*Exercise data:*
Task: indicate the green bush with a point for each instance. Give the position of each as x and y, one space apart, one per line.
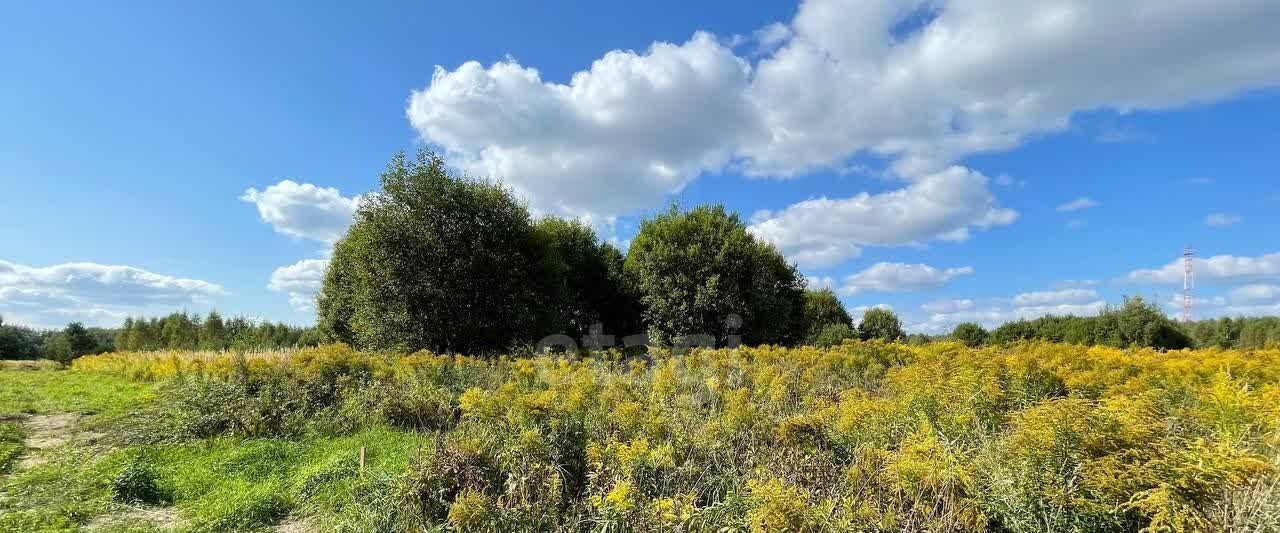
882 324
434 262
833 335
586 282
136 483
970 333
822 309
702 272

*Set problem:* Reproduce the material with "green bush" swapped for "leafy shrub" and everything else left as it is. Leave the pictures out.

*Complete response:*
Task: indicate the leafy shrub with a point for each instance. Give the position of each as x and y, one space apart, one per line.
882 324
434 262
833 335
586 282
136 483
970 333
822 309
702 272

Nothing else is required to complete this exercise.